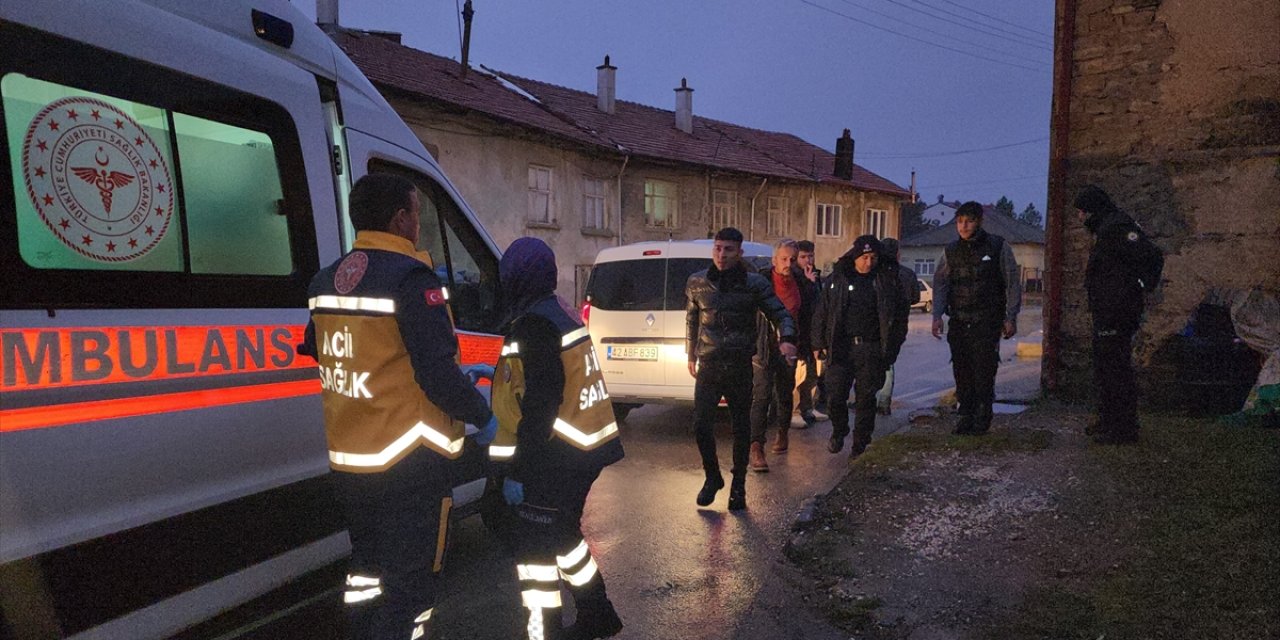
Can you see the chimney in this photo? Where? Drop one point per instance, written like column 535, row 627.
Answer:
column 685, row 106
column 844, row 158
column 466, row 36
column 604, row 85
column 327, row 12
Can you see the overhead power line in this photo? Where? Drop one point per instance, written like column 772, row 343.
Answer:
column 982, row 28
column 1042, row 68
column 997, row 19
column 945, row 154
column 917, row 27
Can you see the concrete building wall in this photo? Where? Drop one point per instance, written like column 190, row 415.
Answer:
column 1175, row 110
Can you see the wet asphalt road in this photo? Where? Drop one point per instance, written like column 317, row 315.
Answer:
column 675, row 570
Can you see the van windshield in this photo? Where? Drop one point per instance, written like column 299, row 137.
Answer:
column 641, row 284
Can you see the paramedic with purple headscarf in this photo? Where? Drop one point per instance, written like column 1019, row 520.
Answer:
column 556, row 433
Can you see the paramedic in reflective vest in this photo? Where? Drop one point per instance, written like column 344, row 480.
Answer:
column 978, row 284
column 394, row 406
column 556, row 434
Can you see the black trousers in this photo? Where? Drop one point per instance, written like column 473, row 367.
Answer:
column 771, row 397
column 1115, row 383
column 731, row 380
column 863, row 371
column 974, row 359
column 551, row 551
column 398, row 521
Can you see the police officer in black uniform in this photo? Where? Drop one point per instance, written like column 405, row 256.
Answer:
column 978, row 284
column 1123, row 265
column 394, row 406
column 859, row 327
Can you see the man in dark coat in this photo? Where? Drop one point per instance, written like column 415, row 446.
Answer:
column 721, row 338
column 910, row 291
column 1123, row 265
column 858, row 328
column 978, row 286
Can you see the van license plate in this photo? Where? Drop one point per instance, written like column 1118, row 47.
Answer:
column 629, row 352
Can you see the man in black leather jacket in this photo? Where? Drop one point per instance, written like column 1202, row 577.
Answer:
column 1123, row 265
column 721, row 338
column 860, row 324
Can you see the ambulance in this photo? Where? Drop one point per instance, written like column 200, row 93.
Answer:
column 173, row 176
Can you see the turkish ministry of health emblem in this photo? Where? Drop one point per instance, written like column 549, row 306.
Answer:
column 97, row 179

•••••

## SHORT TASK
The records above are to be reproduced exactly; the pictures are to be left out.

## SOLUTION TO THIS EXERCISE
Can you see the chimney in this photo? Where? Drop one point per instance, written like column 535, row 627.
Answer:
column 685, row 106
column 844, row 158
column 466, row 36
column 604, row 85
column 327, row 12
Can you see the overhead power line in this photo? Where? Drop one point per instance, written like column 772, row 343.
Answer:
column 982, row 28
column 1042, row 68
column 997, row 19
column 945, row 154
column 917, row 27
Can you see the concrete building wall in this photo? Where? Drop one point per instance, written like column 190, row 415.
Answer:
column 1175, row 110
Can you see the wet asphalt road in this photo? Where? Drop one point per instance, written like column 317, row 315.
Answer:
column 675, row 570
Can you see the van windshield in this photo? Where? Drop one point per instance, written like column 299, row 137.
Answer:
column 641, row 284
Can you see the paramedic with purple headscarf in this photo? Where? Drop one point per instance, written like column 1019, row 520.
Answer:
column 556, row 433
Can you see the paramedic in reflective vest in this photo? Where? Drop one point per instance, written like column 344, row 480.
Answer:
column 978, row 284
column 394, row 406
column 556, row 434
Can you see the black trousers in this photo? Where? Drop one point per instance, written like column 473, row 367.
Answer:
column 771, row 397
column 1115, row 383
column 731, row 380
column 863, row 371
column 974, row 359
column 551, row 551
column 398, row 521
Can you see the police officer in black uniform in this photo? Where? Drop one point per instance, written like column 405, row 256.
Answer:
column 978, row 284
column 1123, row 265
column 394, row 406
column 859, row 327
Can you see the man in dark coat in this photo? Where? Drop one point per instance, written like column 415, row 446.
Answer:
column 721, row 338
column 910, row 291
column 1123, row 265
column 858, row 328
column 978, row 286
Can you see the van license plate in this photo? Where? Drop one point per instance, written like column 1118, row 47.
Answer:
column 629, row 352
Can you see the man in black leather jacket in this photo? Where? Drop one point per instance, written like column 1202, row 577.
Answer:
column 1123, row 265
column 721, row 338
column 860, row 324
Can you see the ambulance in this photo? Where? Drop one point per instance, written like column 200, row 93.
Answer:
column 173, row 176
Can you see the turkish ministry of health emblem in this photo? Where? Drop one point per instance, written like column 549, row 306.
Answer:
column 97, row 179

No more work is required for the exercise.